#### Records provided
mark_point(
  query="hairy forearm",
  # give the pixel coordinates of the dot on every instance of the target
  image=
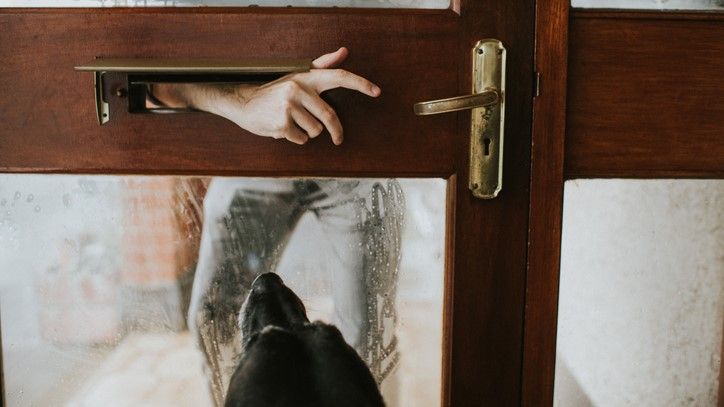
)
(206, 97)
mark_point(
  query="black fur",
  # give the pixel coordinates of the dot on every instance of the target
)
(288, 361)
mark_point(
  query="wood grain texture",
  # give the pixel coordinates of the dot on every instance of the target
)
(546, 204)
(49, 126)
(52, 105)
(646, 95)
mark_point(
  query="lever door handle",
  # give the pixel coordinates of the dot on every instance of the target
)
(487, 105)
(483, 99)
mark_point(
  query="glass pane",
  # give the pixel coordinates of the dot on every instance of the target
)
(641, 293)
(427, 4)
(128, 290)
(651, 4)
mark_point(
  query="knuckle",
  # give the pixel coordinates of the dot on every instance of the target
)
(328, 114)
(290, 88)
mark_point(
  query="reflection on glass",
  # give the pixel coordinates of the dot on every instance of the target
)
(126, 290)
(426, 4)
(641, 293)
(651, 4)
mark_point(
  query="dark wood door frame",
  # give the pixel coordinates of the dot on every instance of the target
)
(484, 335)
(622, 94)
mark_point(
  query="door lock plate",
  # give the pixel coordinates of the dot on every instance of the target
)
(487, 106)
(486, 123)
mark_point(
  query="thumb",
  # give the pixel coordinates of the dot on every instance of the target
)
(331, 60)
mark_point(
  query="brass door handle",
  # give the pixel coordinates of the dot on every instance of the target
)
(484, 99)
(487, 103)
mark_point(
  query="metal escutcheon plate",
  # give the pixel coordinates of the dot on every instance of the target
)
(486, 123)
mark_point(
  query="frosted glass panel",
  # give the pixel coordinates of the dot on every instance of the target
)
(127, 290)
(651, 4)
(427, 4)
(641, 293)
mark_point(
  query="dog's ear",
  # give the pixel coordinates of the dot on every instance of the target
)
(274, 371)
(339, 369)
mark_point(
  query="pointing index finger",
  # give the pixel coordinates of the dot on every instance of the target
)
(326, 79)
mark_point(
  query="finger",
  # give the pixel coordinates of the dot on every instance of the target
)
(331, 60)
(327, 79)
(307, 122)
(295, 135)
(324, 113)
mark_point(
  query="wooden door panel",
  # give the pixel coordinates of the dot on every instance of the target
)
(645, 96)
(414, 55)
(54, 108)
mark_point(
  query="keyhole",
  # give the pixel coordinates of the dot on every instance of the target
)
(486, 144)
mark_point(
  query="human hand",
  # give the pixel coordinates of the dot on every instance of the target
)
(289, 107)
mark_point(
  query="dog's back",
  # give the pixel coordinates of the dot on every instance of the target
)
(288, 361)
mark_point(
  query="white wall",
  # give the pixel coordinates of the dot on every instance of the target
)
(641, 293)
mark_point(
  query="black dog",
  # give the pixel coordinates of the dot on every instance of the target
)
(288, 361)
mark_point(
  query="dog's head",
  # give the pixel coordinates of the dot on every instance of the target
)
(288, 361)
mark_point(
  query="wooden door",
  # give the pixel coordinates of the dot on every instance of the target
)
(49, 127)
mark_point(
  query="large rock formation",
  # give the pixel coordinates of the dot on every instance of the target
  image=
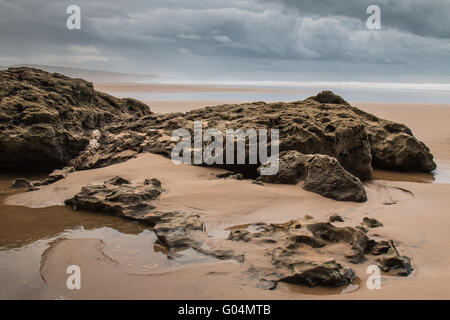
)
(117, 196)
(322, 174)
(49, 121)
(356, 139)
(46, 119)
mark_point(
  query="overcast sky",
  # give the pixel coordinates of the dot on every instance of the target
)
(320, 40)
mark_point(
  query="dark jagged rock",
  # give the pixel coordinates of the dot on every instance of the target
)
(325, 176)
(294, 268)
(23, 183)
(179, 231)
(328, 97)
(336, 218)
(322, 174)
(49, 120)
(117, 197)
(56, 175)
(46, 119)
(293, 250)
(371, 222)
(393, 261)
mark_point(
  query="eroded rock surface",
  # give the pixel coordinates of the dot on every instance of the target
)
(322, 174)
(46, 119)
(295, 250)
(118, 196)
(309, 127)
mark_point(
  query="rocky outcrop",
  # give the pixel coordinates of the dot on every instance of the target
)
(337, 130)
(118, 196)
(295, 255)
(392, 261)
(56, 175)
(371, 222)
(46, 119)
(23, 183)
(322, 174)
(49, 120)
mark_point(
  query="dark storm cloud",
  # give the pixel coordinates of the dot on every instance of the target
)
(264, 37)
(421, 17)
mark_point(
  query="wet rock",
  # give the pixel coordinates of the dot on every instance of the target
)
(393, 261)
(117, 197)
(336, 218)
(295, 254)
(328, 97)
(179, 230)
(23, 183)
(322, 174)
(293, 267)
(371, 222)
(56, 175)
(325, 176)
(292, 168)
(46, 119)
(362, 228)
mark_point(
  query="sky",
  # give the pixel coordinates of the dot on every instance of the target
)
(235, 40)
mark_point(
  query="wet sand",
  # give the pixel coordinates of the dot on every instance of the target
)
(121, 259)
(414, 214)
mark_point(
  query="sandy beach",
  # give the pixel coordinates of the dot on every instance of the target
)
(412, 206)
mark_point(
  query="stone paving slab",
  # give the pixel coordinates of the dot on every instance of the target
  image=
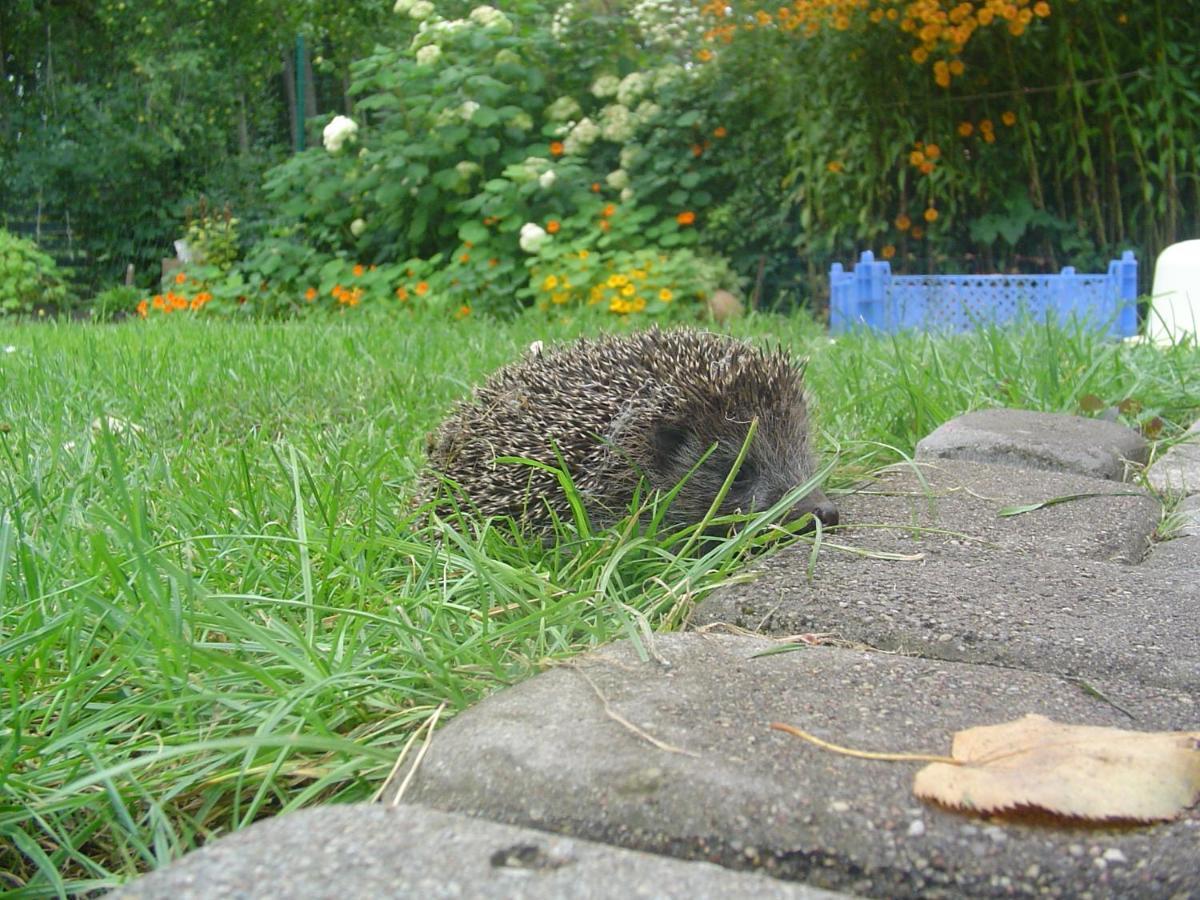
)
(372, 851)
(964, 499)
(1089, 619)
(1037, 441)
(550, 754)
(1179, 469)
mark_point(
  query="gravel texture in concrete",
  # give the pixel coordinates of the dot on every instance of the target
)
(1037, 441)
(373, 851)
(675, 754)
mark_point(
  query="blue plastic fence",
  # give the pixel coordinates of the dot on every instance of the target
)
(873, 297)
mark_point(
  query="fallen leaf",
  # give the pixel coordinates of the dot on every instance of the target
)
(1073, 771)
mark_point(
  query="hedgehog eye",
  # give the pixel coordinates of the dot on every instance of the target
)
(667, 439)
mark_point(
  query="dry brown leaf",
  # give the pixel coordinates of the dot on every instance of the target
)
(1075, 771)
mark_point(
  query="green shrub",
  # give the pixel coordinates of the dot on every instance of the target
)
(29, 279)
(121, 300)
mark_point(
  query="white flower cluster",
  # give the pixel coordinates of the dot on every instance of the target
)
(617, 124)
(667, 23)
(491, 17)
(647, 111)
(339, 131)
(605, 87)
(583, 133)
(563, 109)
(532, 237)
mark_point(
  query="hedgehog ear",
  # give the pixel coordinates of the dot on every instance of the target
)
(666, 441)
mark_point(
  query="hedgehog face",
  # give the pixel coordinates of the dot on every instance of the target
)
(777, 461)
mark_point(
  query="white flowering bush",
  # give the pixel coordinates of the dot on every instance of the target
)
(491, 155)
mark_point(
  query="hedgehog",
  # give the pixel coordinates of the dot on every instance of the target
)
(621, 409)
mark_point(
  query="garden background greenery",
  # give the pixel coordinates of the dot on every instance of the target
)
(747, 145)
(219, 597)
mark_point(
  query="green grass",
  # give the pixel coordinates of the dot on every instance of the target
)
(215, 604)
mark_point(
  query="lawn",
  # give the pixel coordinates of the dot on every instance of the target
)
(217, 603)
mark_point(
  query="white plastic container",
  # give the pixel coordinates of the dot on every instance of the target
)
(1175, 298)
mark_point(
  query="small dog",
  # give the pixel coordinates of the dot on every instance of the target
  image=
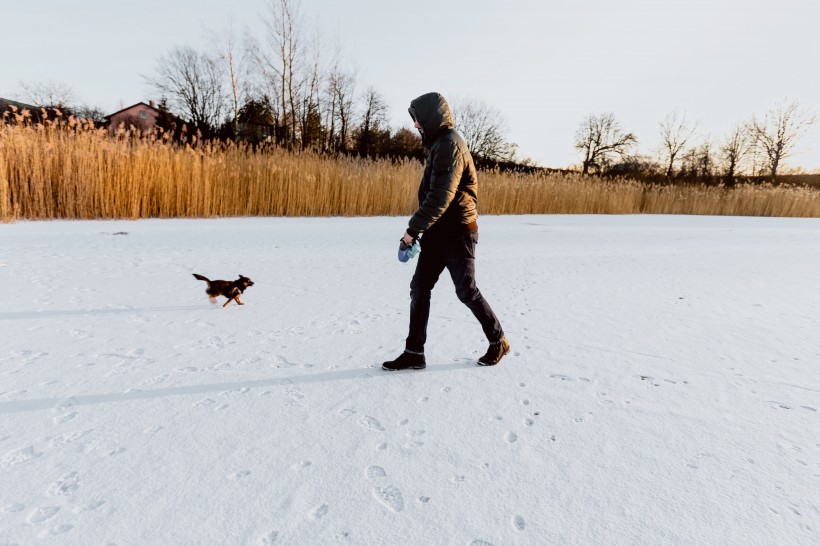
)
(230, 289)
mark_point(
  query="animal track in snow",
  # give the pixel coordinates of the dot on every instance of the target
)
(89, 507)
(234, 393)
(370, 423)
(297, 397)
(66, 417)
(57, 530)
(44, 513)
(777, 405)
(320, 511)
(154, 380)
(19, 456)
(390, 497)
(67, 485)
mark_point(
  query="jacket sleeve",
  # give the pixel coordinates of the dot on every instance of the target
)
(445, 174)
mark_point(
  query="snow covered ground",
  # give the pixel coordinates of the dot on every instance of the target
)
(664, 385)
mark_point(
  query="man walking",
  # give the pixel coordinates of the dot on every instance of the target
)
(446, 226)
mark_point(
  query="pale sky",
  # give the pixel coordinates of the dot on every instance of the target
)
(545, 64)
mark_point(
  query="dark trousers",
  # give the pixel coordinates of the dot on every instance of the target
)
(458, 256)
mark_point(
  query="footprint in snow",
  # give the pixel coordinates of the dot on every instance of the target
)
(19, 456)
(154, 380)
(320, 511)
(370, 423)
(66, 417)
(373, 472)
(66, 485)
(57, 530)
(42, 514)
(234, 393)
(390, 497)
(88, 507)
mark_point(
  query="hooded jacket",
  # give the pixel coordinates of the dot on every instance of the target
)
(449, 186)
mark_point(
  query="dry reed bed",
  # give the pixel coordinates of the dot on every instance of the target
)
(68, 170)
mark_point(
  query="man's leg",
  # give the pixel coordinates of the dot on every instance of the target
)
(428, 270)
(461, 264)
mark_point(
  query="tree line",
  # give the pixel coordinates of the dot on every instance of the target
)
(755, 147)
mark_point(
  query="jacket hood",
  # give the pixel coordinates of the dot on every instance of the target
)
(433, 114)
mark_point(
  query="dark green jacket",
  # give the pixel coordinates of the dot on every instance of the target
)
(449, 186)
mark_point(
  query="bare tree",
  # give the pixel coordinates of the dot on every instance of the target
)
(675, 133)
(229, 53)
(280, 62)
(49, 94)
(699, 161)
(484, 129)
(373, 116)
(193, 83)
(311, 102)
(736, 146)
(341, 89)
(779, 130)
(600, 138)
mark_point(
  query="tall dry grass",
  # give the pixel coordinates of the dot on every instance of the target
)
(70, 170)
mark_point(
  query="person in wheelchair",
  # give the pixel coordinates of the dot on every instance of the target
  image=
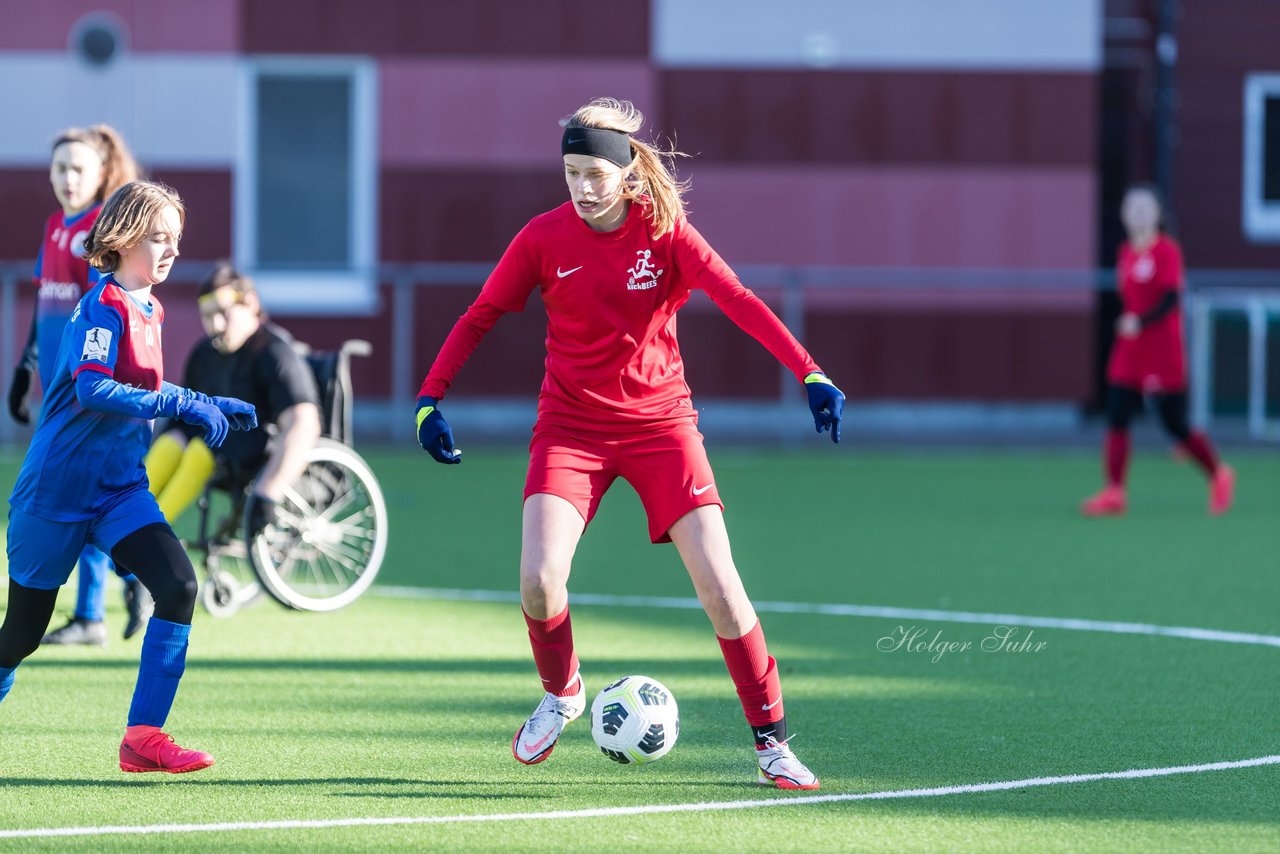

#### What the task requires
The task calls for every line of the material that contains the string "dark".

#### Solved exercise
  query="dark wood door frame",
  query="dark jagged rock",
  query="dark storm cloud",
  query="dark trousers",
  query="dark green jacket",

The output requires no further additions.